■ **Extracted text**
*** Block opens ***
Hacker News new | ask | show | jobs
by gbromios 1593 days ago
I really want to avoid invoking any cliches to the effect of "youth is wasted on the young" here, but even though that's an unfair generalization, there's still a grain of truth to the sentiment: there are certain aspects of life which truly cannot be understood except by irrevocable passage of time. I hate to say it, but many of the insights that might help you navigate your current situation are of that nature, so it's possibly that they could be misunderstood, but I'll try nonetheless.

One thing (among many) I didn't (couldn't) appreciate when I was your age, Is just how much of my life was still ahead of me. The notion that your path will be set in stone based solely on how you spend the next five years is silly, but it's an easy assumption to make, since it's what you're currently focused on, and (if your upbringing was anything like mine) there are probably lots of people insisting that this is a life-or-death situation.

Secondly (and I'm not sure whether this will come as a comfort or not), your dreams might change. What if you push through your current program and end up hating the field? Or get into a PhD in the US and hate it here? What if you become a medical researcher and find you hate that? Or decide to become a physician and hate it (while still harboring a love of machine learning)? And what if you suddenly decide that you'd like to pursue something altogether different than CS or medicine?

I'm not saying that because the outcome is unpredictable you should just choose a direction blindly. Rather, you shouldn't stress too much about whether your path will line up with your current passions. Ultimately, your interests may change in ways that you can't anticipate, but you're young, and (per paragraph 2) you'll have lots of time to change your mind in the future.

If this advice seems unhelpful, I understand (per paragraph 1), since none of it addresses what you should actually do. But, whether you realize it or not, this isn't actually a question about what you should do, it's a question about what you value in life. For what its worth, none of the imagined outcomes (ML PhD, Med School, SE) seem like a terrible fate to me, so you should just follow your heart.
*** Block closes ***
■ **Information given**
*** Block opens ***
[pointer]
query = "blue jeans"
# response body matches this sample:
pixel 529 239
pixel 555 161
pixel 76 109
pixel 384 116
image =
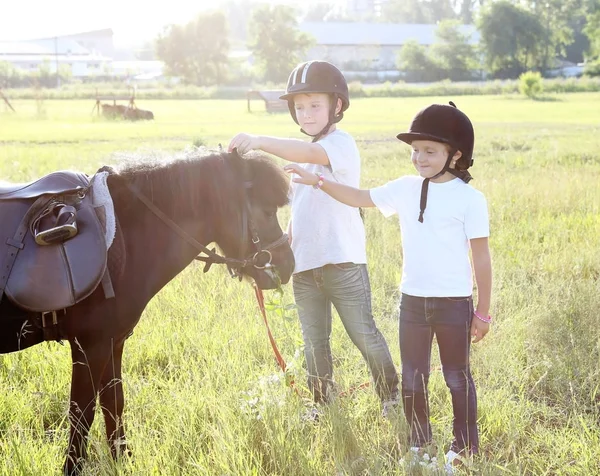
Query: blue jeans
pixel 449 319
pixel 346 286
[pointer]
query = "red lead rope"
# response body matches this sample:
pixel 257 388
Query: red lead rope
pixel 261 304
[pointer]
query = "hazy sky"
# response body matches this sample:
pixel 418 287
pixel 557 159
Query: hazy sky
pixel 131 20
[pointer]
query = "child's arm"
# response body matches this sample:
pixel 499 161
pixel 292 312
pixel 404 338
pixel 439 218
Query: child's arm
pixel 482 265
pixel 292 150
pixel 342 193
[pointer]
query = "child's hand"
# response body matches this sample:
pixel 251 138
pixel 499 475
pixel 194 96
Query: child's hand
pixel 478 329
pixel 304 177
pixel 244 143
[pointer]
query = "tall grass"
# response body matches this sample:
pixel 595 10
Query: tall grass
pixel 203 392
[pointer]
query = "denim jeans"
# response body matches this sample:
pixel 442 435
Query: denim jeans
pixel 346 286
pixel 449 319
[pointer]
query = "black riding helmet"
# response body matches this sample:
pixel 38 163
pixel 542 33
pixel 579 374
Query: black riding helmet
pixel 446 124
pixel 318 77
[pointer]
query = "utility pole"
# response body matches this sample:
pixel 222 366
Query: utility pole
pixel 56 58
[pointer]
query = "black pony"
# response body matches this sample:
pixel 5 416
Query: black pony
pixel 165 210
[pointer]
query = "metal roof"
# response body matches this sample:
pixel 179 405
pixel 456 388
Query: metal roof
pixel 382 34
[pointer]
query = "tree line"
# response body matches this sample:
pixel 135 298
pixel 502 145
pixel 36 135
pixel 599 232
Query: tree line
pixel 515 36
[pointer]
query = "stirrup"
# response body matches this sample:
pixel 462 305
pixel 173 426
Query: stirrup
pixel 59 233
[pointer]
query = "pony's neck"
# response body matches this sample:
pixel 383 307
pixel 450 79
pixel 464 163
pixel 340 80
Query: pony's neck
pixel 193 199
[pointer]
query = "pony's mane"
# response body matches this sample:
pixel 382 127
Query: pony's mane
pixel 184 184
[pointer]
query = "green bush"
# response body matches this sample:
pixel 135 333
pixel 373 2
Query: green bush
pixel 530 84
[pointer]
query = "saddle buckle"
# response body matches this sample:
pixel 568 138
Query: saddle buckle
pixel 54 317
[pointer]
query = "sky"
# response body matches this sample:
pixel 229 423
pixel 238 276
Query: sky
pixel 132 21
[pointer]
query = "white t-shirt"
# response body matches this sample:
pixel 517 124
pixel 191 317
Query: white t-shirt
pixel 435 252
pixel 325 231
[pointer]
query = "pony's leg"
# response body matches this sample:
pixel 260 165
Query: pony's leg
pixel 88 366
pixel 112 402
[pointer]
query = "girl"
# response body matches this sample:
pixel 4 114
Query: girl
pixel 441 217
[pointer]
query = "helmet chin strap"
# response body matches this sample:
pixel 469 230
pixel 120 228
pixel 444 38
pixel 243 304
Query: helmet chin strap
pixel 464 175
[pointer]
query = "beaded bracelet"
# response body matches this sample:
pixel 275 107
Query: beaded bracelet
pixel 487 320
pixel 320 183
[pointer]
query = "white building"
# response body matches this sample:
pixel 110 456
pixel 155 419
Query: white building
pixel 30 55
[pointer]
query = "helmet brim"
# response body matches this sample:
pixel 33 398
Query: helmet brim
pixel 409 137
pixel 301 89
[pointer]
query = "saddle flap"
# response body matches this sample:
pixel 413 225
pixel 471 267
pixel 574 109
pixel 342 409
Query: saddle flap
pixel 57 276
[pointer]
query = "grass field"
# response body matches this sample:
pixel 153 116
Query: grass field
pixel 203 393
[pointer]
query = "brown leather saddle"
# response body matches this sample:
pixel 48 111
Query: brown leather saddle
pixel 52 246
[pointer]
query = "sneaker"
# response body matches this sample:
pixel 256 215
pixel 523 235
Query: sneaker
pixel 453 460
pixel 417 458
pixel 312 415
pixel 390 407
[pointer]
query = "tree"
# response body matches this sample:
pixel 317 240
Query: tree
pixel 197 51
pixel 592 31
pixel 512 38
pixel 276 42
pixel 415 63
pixel 454 54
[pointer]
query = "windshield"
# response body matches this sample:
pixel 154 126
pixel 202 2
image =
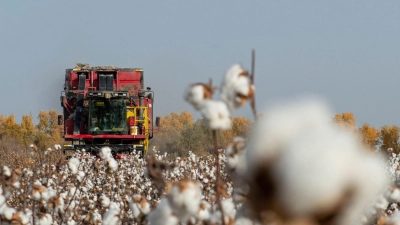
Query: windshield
pixel 107 116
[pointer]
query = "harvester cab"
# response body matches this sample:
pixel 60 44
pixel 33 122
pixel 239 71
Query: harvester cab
pixel 107 106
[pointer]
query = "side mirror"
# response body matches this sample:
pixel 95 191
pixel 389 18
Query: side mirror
pixel 158 121
pixel 60 120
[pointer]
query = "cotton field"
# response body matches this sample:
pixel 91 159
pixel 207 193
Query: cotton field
pixel 297 168
pixel 293 170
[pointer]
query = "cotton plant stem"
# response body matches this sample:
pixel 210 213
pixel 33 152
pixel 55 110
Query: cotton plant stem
pixel 253 99
pixel 218 196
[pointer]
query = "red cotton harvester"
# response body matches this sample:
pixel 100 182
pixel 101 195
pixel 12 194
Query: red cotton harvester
pixel 107 106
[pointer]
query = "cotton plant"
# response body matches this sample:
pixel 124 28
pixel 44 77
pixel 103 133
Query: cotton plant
pixel 310 166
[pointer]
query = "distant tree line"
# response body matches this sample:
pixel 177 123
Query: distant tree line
pixel 44 134
pixel 385 139
pixel 180 133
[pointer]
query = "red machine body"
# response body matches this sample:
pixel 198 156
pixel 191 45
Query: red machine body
pixel 107 106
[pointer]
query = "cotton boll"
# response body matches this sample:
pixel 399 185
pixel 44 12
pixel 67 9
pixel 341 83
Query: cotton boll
pixel 184 198
pixel 71 222
pixel 312 174
pixel 104 201
pixel 394 195
pixel 6 171
pixel 8 212
pixel 216 115
pixel 112 165
pixel 310 166
pixel 271 134
pixel 229 209
pixel 204 211
pixel 105 153
pixel 45 219
pixel 393 219
pixel 111 217
pixel 73 165
pixel 195 94
pixel 162 215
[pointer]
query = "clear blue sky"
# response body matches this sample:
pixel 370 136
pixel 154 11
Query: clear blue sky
pixel 348 52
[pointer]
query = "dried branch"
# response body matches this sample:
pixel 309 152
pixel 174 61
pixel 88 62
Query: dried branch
pixel 253 98
pixel 217 191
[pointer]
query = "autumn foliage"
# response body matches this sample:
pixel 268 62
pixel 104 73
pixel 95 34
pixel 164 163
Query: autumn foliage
pixel 44 134
pixel 385 139
pixel 180 133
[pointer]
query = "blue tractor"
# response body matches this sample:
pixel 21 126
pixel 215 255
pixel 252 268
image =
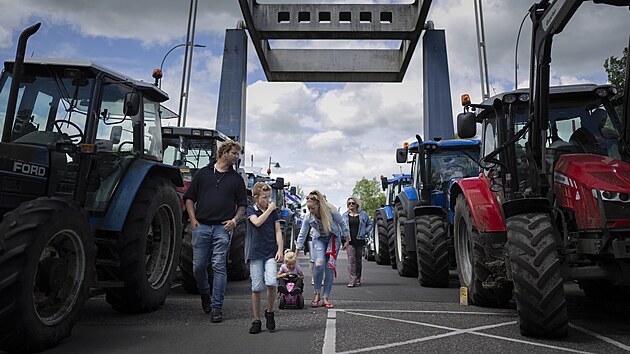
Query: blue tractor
pixel 84 198
pixel 423 219
pixel 383 230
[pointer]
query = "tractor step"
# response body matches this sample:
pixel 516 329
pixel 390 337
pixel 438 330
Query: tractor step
pixel 107 262
pixel 106 241
pixel 107 284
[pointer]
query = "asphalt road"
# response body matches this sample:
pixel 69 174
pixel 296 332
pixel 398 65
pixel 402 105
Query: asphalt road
pixel 387 313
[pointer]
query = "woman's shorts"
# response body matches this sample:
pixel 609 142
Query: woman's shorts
pixel 263 272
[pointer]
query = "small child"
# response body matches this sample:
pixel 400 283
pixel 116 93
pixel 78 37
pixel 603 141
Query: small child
pixel 265 251
pixel 289 267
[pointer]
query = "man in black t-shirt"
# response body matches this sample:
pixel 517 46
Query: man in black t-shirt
pixel 215 201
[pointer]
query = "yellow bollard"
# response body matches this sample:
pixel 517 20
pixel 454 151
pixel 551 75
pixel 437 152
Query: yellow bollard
pixel 463 295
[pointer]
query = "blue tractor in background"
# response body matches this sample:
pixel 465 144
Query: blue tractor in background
pixel 383 230
pixel 423 219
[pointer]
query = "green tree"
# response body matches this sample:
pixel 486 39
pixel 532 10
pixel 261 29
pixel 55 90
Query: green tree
pixel 616 69
pixel 370 194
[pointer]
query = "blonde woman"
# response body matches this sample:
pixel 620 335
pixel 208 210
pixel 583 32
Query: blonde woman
pixel 329 231
pixel 360 227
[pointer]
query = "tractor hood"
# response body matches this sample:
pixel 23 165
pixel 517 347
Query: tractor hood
pixel 594 171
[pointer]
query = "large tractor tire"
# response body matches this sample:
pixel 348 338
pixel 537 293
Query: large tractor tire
pixel 237 268
pixel 432 250
pixel 381 242
pixel 189 283
pixel 406 263
pixel 149 248
pixel 46 266
pixel 391 242
pixel 538 285
pixel 472 261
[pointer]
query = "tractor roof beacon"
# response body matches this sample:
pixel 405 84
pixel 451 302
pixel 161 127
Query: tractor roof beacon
pixel 85 199
pixel 550 205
*** Block closes ***
■ **Your instructions**
Answer these from the Hacker News comment:
(a) How many days ago was it posted?
(b) It calls it silly to think your path is set in stone by how you spend what span of time?
(c) Which three imagined outcomes does it say do not seem like a terrible fate?
The listing comes from a separate source.

■ **Task output**
(a) 1593 days ago
(b) The next five years
(c) ML PhD, Med School, SE